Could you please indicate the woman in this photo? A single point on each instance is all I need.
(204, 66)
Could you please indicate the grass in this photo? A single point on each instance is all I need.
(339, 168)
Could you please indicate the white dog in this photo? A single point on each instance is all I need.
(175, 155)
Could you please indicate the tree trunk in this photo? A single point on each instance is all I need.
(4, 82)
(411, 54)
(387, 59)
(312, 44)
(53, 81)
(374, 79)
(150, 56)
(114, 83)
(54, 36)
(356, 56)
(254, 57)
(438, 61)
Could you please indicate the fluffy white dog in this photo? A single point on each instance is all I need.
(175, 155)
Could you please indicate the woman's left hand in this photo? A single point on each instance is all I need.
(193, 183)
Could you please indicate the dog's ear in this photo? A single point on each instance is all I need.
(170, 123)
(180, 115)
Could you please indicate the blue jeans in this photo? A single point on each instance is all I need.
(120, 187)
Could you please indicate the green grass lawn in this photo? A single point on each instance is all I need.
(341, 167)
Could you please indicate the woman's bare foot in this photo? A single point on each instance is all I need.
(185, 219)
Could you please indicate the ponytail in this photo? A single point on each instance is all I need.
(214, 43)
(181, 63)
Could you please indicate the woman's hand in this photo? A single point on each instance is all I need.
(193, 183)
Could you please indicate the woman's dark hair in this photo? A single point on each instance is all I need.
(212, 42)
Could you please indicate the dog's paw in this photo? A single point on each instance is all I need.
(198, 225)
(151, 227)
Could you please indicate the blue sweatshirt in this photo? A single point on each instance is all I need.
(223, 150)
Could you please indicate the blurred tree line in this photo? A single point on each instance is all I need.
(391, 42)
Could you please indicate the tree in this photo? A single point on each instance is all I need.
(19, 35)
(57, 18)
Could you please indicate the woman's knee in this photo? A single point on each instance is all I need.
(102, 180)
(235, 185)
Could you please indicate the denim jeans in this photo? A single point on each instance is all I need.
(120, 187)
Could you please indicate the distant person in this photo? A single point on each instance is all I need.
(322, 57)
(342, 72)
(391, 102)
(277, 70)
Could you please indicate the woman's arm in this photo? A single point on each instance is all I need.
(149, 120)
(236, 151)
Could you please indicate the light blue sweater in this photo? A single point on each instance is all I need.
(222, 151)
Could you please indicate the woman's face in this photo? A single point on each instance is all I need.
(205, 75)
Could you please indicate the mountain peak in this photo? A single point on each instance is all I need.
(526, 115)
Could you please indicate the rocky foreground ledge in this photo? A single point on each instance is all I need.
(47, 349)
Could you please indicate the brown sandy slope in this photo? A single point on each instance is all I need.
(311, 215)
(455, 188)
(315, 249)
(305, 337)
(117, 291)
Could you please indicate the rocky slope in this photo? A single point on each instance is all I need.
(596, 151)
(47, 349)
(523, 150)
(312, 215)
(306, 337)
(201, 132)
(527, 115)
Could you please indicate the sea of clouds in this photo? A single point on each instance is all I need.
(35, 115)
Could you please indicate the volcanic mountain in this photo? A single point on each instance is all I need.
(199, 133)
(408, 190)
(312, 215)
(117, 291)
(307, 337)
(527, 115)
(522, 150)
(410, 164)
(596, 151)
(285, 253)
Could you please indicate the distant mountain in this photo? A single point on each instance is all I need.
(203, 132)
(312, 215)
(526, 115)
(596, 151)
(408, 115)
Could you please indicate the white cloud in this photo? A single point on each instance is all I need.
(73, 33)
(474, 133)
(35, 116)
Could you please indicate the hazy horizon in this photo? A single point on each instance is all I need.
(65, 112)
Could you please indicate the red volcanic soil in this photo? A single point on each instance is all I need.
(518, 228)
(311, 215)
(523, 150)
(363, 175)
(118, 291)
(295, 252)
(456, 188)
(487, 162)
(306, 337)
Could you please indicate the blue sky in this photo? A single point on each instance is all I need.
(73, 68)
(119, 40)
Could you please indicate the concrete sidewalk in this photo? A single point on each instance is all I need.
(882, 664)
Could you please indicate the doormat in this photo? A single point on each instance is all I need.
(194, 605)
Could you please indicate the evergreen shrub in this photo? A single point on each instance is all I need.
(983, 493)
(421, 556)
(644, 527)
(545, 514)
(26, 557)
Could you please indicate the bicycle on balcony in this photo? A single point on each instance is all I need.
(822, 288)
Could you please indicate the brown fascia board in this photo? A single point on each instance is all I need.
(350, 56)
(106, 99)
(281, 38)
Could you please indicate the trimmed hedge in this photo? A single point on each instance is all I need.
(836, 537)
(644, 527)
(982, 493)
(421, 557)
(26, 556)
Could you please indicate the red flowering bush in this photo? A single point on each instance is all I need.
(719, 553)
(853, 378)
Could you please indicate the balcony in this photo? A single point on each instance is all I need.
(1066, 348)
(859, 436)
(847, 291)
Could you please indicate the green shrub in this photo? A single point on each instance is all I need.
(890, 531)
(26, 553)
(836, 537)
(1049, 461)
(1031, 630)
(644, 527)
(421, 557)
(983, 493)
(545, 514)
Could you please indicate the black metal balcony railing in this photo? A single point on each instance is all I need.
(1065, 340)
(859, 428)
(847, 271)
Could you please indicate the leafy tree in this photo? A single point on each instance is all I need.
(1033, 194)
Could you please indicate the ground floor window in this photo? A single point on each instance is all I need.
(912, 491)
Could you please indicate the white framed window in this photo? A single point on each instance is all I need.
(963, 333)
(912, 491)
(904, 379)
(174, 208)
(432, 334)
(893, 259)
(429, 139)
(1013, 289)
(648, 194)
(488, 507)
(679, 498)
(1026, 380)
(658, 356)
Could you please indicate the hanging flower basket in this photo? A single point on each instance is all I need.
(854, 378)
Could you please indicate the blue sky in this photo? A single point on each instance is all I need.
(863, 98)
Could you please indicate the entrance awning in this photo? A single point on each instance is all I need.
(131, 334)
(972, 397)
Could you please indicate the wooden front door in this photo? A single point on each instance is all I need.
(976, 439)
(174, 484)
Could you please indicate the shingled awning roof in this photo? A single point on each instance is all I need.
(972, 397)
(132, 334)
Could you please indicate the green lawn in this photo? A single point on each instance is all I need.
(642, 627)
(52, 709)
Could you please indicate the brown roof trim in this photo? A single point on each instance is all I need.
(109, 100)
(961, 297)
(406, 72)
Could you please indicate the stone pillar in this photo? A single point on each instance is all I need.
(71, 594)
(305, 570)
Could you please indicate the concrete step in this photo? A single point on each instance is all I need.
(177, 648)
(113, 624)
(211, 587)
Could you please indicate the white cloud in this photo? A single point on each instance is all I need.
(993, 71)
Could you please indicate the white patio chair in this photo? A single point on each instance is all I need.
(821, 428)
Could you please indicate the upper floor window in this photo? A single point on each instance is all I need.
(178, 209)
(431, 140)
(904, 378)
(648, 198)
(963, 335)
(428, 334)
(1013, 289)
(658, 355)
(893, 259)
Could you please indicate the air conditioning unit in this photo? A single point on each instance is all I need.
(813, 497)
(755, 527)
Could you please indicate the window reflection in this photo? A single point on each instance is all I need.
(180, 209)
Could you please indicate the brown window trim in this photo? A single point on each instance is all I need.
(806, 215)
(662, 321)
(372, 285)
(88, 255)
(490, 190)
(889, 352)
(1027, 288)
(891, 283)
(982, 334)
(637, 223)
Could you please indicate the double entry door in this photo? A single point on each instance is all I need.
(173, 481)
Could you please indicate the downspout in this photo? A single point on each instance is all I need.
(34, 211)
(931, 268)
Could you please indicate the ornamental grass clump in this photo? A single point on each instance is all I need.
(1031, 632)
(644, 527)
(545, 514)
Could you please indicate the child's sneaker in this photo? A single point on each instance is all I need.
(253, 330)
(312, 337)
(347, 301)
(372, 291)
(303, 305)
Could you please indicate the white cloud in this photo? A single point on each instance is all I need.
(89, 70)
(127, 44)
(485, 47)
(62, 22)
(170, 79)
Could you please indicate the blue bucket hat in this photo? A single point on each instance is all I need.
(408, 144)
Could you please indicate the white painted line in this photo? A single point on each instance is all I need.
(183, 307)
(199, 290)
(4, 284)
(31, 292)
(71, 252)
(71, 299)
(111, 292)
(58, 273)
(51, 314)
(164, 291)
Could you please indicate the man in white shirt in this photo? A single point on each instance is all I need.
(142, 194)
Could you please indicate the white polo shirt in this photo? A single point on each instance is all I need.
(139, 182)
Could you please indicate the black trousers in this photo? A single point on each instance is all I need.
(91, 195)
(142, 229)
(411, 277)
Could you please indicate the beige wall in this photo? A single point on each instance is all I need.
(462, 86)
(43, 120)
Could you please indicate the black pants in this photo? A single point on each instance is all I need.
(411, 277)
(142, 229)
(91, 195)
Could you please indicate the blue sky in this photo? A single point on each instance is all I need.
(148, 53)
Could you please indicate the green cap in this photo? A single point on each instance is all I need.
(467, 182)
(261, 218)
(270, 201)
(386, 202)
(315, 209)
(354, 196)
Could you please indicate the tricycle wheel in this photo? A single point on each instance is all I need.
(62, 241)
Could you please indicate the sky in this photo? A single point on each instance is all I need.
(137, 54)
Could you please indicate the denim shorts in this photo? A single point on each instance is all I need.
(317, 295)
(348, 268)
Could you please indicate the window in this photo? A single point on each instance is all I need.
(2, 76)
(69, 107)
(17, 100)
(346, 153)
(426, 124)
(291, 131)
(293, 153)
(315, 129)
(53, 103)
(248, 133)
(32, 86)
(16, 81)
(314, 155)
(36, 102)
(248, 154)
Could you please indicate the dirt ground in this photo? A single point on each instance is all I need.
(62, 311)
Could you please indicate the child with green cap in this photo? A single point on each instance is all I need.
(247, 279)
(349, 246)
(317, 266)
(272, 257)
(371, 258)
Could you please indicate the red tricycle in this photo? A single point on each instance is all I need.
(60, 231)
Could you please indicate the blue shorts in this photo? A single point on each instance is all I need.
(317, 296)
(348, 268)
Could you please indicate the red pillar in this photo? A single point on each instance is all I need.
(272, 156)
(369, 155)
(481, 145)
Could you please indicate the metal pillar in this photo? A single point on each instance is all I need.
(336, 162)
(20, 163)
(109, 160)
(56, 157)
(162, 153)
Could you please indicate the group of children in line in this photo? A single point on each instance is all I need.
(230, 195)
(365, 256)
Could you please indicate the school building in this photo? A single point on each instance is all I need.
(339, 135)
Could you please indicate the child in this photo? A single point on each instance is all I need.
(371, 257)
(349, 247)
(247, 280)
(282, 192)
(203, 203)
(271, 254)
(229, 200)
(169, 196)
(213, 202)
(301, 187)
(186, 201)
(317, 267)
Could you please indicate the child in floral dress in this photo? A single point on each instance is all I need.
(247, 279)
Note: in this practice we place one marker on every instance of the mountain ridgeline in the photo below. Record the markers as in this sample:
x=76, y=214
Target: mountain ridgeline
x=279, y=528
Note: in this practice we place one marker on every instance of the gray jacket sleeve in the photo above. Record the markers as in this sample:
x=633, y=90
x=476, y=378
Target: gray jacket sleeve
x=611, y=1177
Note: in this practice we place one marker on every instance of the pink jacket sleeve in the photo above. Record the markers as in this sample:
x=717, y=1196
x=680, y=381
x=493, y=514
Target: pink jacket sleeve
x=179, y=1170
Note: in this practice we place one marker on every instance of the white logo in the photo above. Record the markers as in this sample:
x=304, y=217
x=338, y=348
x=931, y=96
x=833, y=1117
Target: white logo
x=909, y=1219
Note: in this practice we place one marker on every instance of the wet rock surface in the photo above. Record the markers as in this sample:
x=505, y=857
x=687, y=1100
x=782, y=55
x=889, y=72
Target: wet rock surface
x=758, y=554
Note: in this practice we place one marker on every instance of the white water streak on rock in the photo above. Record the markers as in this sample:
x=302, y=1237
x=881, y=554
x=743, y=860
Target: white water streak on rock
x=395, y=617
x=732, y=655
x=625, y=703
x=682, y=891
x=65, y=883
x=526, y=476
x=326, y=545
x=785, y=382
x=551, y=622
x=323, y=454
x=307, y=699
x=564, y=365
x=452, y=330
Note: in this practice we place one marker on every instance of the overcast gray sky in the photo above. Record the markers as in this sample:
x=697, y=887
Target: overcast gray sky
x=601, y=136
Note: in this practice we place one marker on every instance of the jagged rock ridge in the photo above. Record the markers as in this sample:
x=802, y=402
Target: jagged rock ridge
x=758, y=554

**EXERCISE DETAILS:**
Your response should hold only an exact copy of the lines above, from the one containing "x=680, y=381" through the end of the entries.

**YOUR SOLUTION:**
x=680, y=381
x=493, y=514
Target: pink jacket sleeve
x=179, y=1170
Note: in this practice we place one marker on every instance of the white logo in the photo above. Record the markers as in this sample:
x=304, y=217
x=338, y=348
x=931, y=96
x=833, y=1117
Target: white logo
x=909, y=1219
Note: in this practice we place one marker on every instance of the wet rock surface in the photo above. Record the markers as in this sample:
x=505, y=857
x=687, y=1100
x=782, y=55
x=889, y=72
Target: wet rock surface
x=758, y=554
Note: in this practice we place one marker on every instance of the white water streak on rock in the photo above. Record the markers as in this sample:
x=302, y=1237
x=881, y=554
x=743, y=860
Target: white water streak on rock
x=395, y=617
x=732, y=655
x=625, y=703
x=682, y=891
x=65, y=883
x=526, y=476
x=326, y=545
x=785, y=382
x=551, y=622
x=323, y=454
x=307, y=699
x=564, y=365
x=452, y=330
Note: in this practice we place one marker on every instance of the overcast gray sky in the photo above. Record the markers as in this sample:
x=697, y=887
Target: overcast gray sky
x=601, y=136
Note: in this practice we place one marker on every instance of the jagged rock ridge in the photo above. Record the markers as in this sample:
x=802, y=402
Target: jagged rock ridge
x=758, y=554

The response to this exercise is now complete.